Copy the passage of the text on cities and the federal government exactly, from "One of the most" to "rebuilding and infrastructure.".
SUPPLIED TEXT below:
The great urban disconnect
In making demands on Ottawa, cities are hobbled by tradition and the Constitution
David Crombie has no illusions about any role the federal government might play in the life of Canadian cities.
“If Toronto went out of business tomorrow, the federal government would say: ‘Oh, that’s too bad,’ ” says the former Toronto mayor and cabinet minister under Joe Clark and Brian Mulroney. “Ottawa has no connection to or institutional memory of cities. The whole notion that big cities get together and the federal government pays attention to them overlooks one thing — the Constitution.”
In Canada, cities are creatures of the provinces.
Even the best intentions, Crombie points out, don’t survive. In 1974, Pierre Trudeau created a Minister of State for Urban Affairs and Housing, a position that lasted only a few years.
“All that was left,” Crombie notes, “was the CMHC (Central Mortgage and Housing Corp).”
The secret to getting the federal government’s attention, he explains, “is to create a constituency that it can’t ignore.”
One of the most celebrated examples of inter-government co-operation, the St. Lawrence Neighbourhood, dates from the 1970s.
“We created a sense that the city was important,” Crombie explains.
“We brought the federal and provincial governments together. Cities are all different places. What matters aren’t just the relationships you build, but also the relationships you build with constituents.”
Architect and planner Alan Littlewood cut his teeth at St. Lawrence, the large, mixed-income residential enclave rightly hailed as a paragon of the public sector working in partnership. “It could not have been done without direct and indirect federal support,” he says. The federal minister at the time, Donald Macdonald, “was directly involved. There was backup through the whole system. Money was available for rebuilding and infrastructure.
“My impression was that the Liberals under Trudeau eventually backed away from cities because they were accused of interfering. When Mulroney got in, an ideological change took place to withdraw and let cities take care of themselves.”
In his latest book, How We Changed Toronto: The inside story of twelve creative, tumultuous years in civic life, 1969–1980, another former mayor, John Sewell, recalls the genesis of the federal housing programs that made St. Lawrence possible. It begins with Trudeau’s minority government of 1972, one in which the NDP under David Lewis held the balance of power.
“When Trudeau and Lewis talked about hammering out a deal that allowed Trudeau to govern,” Sewell writes, “it included . . . a powerful new housing program . . . (that) provided grants and mortgages to non-profits and non-profit co-operatives to buy land and build and operate housing.
“Without this new program, none of our housing initiatives would have gotten off the ground . . . The program was so popular that when Trudeau did manage to achieve a majority in the election in July 1974, the housing program was strengthened, not cancelled.”
In Crombie’s parlance, housing had become the constituency. Decades later, when Waterfront Toronto was launched in 2000 with $500 million each from federal, provincial and municipal governments, the “constituency” was the 2008 Olympics, the sort of thing senior levels of government care about.
More recently, Jim Flaherty, federal finance minister from 2006 to 2014, showed more than usual interest in Toronto. “He was a good man,” Crombie says. “Early on, he understood the importance of cities.”
Flaherty was quick to get on board with Evergreen Brick Works and made waterfront revitalization a personal priority.
Despite the fact Canada is overwhelmingly an urban nation, cities remain largely impotent. Until the City of Toronto Act was passed in 2006 — by the provincial government — speed limits couldn’t be altered or traffic-calming devices installed without Queen’s Park approval. Though Toronto has since been granted more legal independence, it never received the revenue-raising powers — income and sales tax — it desperately needs.
End of SUPPLIED TEXT.
ENTRIES PROVIDED below:
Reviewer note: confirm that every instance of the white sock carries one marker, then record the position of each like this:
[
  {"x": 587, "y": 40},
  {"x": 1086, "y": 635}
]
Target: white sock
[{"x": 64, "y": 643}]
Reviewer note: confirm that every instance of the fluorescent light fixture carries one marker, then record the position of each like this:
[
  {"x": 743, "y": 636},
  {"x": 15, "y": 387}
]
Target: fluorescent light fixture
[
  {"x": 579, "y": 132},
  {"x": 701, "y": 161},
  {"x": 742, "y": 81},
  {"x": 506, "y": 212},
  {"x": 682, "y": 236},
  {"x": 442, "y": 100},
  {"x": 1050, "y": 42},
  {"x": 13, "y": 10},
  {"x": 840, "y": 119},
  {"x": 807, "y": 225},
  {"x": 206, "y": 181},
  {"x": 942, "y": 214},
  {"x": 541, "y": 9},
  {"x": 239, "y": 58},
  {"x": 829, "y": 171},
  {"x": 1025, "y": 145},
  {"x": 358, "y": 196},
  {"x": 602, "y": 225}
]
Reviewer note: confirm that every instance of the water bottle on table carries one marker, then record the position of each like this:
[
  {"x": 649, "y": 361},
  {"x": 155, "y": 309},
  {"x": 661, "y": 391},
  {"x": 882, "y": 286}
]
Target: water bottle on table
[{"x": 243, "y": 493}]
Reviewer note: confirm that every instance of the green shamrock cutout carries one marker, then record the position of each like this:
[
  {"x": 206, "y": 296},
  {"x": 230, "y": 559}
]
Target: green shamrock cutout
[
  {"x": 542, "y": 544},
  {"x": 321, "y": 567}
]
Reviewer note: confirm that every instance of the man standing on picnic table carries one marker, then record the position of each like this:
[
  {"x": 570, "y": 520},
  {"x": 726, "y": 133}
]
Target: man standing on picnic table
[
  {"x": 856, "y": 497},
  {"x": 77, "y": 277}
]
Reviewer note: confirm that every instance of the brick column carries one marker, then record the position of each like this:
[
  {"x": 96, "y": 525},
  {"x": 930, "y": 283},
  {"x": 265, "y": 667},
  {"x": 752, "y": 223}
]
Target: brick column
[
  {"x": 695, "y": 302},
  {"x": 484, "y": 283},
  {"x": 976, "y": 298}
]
End of ENTRIES PROVIDED.
• **RESPONSE BELOW**
One of the most celebrated examples of inter-government co-operation, the St. Lawrence Neighbourhood, dates from the 1970s.
“We created a sense that the city was important,” Crombie explains.
“We brought the federal and provincial governments together. Cities are all different places. What matters aren’t just the relationships you build, but also the relationships you build with constituents.”
Architect and planner Alan Littlewood cut his teeth at St. Lawrence, the large, mixed-income residential enclave rightly hailed as a paragon of the public sector working in partnership. “It could not have been done without direct and indirect federal support,” he says. The federal minister at the time, Donald Macdonald, “was directly involved. There was backup through the whole system. Money was available for rebuilding and infrastructure.